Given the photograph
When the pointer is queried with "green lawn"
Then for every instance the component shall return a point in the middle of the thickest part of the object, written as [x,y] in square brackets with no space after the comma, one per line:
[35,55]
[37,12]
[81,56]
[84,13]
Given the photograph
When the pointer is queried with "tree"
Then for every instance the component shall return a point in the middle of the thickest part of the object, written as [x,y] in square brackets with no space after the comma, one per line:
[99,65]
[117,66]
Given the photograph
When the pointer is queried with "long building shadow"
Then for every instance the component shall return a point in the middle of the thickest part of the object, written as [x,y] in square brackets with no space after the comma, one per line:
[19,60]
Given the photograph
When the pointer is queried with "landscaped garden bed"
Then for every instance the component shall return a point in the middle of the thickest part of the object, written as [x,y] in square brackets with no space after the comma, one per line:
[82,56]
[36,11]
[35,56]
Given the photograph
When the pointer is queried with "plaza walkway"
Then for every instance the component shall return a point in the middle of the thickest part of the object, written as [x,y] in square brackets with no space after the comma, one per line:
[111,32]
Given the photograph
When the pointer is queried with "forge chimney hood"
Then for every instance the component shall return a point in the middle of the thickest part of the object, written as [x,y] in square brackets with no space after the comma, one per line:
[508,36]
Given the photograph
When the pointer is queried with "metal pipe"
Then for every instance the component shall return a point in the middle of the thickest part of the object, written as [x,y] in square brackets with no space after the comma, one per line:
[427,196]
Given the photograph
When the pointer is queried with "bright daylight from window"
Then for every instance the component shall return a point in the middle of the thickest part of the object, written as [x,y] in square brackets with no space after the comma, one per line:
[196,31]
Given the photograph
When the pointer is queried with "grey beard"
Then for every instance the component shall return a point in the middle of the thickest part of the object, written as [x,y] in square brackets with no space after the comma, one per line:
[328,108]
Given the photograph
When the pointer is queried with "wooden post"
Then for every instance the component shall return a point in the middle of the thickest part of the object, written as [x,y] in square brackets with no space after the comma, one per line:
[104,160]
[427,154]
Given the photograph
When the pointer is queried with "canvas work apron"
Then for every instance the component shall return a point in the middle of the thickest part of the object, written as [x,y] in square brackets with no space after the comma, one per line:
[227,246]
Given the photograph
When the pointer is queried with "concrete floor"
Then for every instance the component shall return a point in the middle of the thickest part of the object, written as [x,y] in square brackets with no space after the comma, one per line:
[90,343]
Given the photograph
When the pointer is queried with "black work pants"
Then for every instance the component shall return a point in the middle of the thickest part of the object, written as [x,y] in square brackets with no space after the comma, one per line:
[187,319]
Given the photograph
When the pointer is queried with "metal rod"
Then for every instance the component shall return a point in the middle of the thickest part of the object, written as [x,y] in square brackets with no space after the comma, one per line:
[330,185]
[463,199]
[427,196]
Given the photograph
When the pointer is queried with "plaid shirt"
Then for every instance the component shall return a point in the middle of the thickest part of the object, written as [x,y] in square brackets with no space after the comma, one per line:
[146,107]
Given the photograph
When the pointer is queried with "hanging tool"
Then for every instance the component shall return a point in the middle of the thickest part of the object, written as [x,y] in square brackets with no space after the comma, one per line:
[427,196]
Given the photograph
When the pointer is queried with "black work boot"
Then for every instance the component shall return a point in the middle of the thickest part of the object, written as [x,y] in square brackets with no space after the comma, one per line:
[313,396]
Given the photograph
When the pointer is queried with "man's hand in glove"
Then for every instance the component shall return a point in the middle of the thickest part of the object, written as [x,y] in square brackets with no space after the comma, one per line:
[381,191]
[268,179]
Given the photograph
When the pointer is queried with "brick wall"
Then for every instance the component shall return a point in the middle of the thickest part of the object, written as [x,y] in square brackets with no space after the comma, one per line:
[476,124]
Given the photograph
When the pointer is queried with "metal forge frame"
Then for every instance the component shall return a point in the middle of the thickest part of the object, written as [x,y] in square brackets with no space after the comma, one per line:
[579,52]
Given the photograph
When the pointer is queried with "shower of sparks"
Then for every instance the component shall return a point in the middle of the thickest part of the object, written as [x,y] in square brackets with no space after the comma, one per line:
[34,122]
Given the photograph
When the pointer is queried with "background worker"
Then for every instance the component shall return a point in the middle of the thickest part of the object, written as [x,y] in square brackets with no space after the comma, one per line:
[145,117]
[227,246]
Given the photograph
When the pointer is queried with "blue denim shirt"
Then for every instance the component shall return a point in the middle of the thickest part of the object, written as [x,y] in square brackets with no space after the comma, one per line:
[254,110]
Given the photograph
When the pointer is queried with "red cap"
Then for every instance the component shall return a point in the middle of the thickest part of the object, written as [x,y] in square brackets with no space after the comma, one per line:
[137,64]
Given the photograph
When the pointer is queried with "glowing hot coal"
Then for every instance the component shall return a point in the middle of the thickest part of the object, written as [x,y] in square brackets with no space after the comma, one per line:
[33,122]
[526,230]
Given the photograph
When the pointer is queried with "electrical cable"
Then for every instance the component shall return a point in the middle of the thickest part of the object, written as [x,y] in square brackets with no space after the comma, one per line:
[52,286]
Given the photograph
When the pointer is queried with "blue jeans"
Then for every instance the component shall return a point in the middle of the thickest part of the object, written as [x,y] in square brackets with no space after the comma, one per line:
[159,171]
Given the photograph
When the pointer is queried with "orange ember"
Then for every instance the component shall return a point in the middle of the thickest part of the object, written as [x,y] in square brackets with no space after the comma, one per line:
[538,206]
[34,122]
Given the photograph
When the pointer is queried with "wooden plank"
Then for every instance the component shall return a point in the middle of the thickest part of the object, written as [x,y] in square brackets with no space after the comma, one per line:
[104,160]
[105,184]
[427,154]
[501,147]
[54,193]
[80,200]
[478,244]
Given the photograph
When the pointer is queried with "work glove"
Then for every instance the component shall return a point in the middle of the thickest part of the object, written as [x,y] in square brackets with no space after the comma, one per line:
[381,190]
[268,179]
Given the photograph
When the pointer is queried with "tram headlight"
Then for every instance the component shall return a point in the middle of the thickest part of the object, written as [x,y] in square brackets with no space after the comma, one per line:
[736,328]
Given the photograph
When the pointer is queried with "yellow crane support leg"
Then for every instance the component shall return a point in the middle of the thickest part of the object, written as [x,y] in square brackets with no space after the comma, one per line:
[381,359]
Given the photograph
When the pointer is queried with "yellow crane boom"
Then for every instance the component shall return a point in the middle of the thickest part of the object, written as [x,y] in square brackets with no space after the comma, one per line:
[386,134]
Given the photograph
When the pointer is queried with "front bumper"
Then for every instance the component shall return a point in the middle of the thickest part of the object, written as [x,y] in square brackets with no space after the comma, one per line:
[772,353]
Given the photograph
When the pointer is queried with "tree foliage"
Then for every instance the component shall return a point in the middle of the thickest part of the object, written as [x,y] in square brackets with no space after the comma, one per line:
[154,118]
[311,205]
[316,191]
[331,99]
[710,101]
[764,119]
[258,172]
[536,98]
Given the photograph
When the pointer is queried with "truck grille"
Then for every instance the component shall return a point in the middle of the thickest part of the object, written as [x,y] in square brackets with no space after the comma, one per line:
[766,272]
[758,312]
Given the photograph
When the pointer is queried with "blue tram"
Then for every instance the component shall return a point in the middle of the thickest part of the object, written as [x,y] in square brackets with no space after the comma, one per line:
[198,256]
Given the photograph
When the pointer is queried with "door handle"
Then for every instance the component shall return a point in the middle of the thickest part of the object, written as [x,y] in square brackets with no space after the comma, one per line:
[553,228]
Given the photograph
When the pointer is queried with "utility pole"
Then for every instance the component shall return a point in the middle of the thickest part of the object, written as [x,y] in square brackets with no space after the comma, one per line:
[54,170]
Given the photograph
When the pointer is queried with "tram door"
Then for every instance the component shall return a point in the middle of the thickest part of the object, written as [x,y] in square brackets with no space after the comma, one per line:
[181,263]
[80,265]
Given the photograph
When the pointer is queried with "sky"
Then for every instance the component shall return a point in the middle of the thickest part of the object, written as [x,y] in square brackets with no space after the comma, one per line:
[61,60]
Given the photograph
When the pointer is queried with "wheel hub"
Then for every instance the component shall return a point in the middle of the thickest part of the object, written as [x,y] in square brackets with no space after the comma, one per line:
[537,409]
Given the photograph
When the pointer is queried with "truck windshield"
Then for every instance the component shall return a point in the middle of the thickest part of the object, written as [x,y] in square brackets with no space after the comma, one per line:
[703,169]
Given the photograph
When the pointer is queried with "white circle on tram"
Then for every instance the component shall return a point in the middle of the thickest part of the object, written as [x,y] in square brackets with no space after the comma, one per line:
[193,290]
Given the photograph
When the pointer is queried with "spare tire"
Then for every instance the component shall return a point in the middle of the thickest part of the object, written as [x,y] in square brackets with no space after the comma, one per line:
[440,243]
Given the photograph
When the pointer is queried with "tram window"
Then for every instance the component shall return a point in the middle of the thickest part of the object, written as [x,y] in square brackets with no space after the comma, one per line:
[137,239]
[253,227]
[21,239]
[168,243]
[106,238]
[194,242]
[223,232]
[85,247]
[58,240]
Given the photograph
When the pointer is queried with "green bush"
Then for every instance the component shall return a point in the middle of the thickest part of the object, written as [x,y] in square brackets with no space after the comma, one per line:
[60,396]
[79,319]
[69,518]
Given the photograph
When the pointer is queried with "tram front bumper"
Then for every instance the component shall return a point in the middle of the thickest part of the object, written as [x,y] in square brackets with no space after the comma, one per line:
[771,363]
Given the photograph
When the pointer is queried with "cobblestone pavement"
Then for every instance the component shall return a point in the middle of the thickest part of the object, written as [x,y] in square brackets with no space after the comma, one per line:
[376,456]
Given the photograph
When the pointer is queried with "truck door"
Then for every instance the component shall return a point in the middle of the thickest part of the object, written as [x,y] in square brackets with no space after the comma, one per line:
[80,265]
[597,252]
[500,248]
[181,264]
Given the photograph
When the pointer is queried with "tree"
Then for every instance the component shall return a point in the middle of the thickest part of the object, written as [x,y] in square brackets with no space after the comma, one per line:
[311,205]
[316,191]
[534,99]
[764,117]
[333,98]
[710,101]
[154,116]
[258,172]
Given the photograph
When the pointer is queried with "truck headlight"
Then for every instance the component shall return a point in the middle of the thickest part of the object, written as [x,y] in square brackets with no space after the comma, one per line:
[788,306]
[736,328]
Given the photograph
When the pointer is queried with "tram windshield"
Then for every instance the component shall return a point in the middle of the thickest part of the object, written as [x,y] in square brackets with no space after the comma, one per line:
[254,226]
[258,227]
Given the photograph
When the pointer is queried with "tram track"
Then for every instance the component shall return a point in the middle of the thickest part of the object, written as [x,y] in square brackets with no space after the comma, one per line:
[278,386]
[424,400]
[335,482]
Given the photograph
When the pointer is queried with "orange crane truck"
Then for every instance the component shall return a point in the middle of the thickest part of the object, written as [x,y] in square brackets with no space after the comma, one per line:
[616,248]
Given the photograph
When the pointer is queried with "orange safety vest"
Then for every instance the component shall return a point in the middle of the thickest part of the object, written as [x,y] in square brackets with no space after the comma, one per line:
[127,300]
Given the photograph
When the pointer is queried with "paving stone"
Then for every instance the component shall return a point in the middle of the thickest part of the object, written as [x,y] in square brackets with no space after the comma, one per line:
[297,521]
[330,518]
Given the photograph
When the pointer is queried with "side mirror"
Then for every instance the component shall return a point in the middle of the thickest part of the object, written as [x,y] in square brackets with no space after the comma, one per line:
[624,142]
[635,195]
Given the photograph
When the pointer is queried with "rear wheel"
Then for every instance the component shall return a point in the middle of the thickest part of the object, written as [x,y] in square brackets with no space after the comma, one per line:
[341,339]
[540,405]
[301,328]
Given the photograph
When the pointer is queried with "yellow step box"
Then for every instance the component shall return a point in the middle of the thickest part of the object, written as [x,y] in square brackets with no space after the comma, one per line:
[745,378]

***

Your response should contain each line of the listing in which the word "wheel" occurs.

● Answer box:
When the pointer is queried with "wheel hub"
When the pointer is queried with "rear wheel"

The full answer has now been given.